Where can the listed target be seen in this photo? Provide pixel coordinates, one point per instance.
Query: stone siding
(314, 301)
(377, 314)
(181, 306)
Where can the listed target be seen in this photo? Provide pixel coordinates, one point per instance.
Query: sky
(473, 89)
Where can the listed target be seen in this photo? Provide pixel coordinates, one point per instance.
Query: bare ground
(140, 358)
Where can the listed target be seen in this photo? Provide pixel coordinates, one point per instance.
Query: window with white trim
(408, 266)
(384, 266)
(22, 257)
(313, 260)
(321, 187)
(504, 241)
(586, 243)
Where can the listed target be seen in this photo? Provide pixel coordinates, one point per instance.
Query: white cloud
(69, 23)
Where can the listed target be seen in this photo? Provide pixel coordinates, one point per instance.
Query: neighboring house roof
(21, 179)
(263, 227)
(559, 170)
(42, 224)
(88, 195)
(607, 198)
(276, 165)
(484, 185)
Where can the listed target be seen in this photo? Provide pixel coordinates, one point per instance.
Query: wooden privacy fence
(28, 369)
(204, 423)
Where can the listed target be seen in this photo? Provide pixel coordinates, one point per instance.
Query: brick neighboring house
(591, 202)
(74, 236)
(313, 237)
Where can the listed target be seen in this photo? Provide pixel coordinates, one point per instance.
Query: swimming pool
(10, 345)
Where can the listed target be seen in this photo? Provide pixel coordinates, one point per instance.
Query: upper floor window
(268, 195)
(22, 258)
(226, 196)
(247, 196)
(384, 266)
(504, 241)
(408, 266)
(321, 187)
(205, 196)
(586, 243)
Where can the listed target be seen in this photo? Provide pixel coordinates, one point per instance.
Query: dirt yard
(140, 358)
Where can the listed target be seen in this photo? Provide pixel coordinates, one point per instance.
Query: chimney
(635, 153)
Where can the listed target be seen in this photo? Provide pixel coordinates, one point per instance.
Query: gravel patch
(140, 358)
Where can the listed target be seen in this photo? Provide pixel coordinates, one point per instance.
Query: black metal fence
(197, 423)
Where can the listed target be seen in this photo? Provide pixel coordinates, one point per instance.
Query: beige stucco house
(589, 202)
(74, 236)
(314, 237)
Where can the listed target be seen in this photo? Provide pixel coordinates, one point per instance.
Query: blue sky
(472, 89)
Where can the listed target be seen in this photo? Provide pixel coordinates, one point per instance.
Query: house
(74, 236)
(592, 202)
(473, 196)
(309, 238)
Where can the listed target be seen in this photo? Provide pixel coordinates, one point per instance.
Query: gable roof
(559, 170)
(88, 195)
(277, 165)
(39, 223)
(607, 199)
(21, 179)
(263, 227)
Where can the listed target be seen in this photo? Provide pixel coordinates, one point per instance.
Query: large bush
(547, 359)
-------
» **Your instructions**: Word for word, restate all of the entries.

» **Written answer**:
Where can the listed target be seen in this photo? Provide pixel coordinates, one point per instance.
Query: stone siding
(314, 301)
(377, 314)
(181, 306)
Where can the listed target be seen in this photo? Provide pixel coordinates, one point per instance.
Query: sky
(473, 89)
Where can the listed target be seen in this photo? Provide pixel coordinates, one point per instance.
Query: bare ground
(140, 358)
Where can the listed target be seen in this photo? Provide pixel coordinates, one point per instance.
Query: window with white trim
(408, 266)
(384, 266)
(22, 257)
(313, 260)
(321, 187)
(504, 241)
(586, 243)
Where can the listed target be seen in this photo? Provide pixel coordinates, one point per instance.
Query: white cloud
(69, 23)
Where can the listed target be seen in this photo? Provide pixel coordinates, one point per instance.
Query: neighboring house roof
(21, 179)
(263, 227)
(559, 170)
(42, 224)
(88, 195)
(607, 198)
(276, 165)
(484, 185)
Where can the listed target be seen in this photo? Provide pixel coordinates, one point per instance.
Query: wooden privacy fence
(28, 369)
(204, 423)
Where can the listed target be seen in this photo? Provide pixel coordinates, one point per instance.
Query: brick neighboring house
(591, 202)
(74, 236)
(313, 237)
Where can the listed target be seen in this photo? Provide pixel coordinates, one point per instance.
Query: swimming pool
(10, 345)
Where can the listed target be seen in this photo? Provide pixel coordinates, one point per instance.
Query: upper floor window
(268, 195)
(22, 258)
(226, 196)
(247, 196)
(384, 266)
(504, 241)
(408, 266)
(321, 187)
(205, 196)
(586, 243)
Where can the listed target be seen in this photo? Provide pixel coordinates, one point per instance.
Query: dirt yard
(140, 358)
Where can the listed target be seen in this photo? Provide pixel coordinates, one point per instance.
Query: chimney
(635, 153)
Where can the listed target be seen in this photo? Provide pixel coordinates, one point per instance.
Query: gravel patch
(140, 358)
Where can the listed target be seen in this photo? Provide pixel coordinates, one point per instance.
Query: black metal fence
(197, 423)
Where can the listed target be seen in this photo? Provide pixel coordinates, one point per instance.
Query: beige stucco house
(589, 202)
(74, 236)
(314, 237)
Where can the listed target be seen in this photo? Provide pixel coordinates, one point per instance.
Query: blue sky
(472, 89)
Where can the listed target be seen in this photo? Provide pixel coordinates, one point per instance.
Query: house
(74, 236)
(592, 202)
(473, 196)
(309, 238)
Where can the listed target be seen in this photo? Provide pixel coordinates, one point per instance.
Query: gable roof
(559, 170)
(88, 195)
(277, 165)
(39, 223)
(607, 199)
(21, 179)
(263, 227)
Where can the listed target be seen in this photo? Provide pixel coordinates, one point per instance.
Query: large bush
(547, 359)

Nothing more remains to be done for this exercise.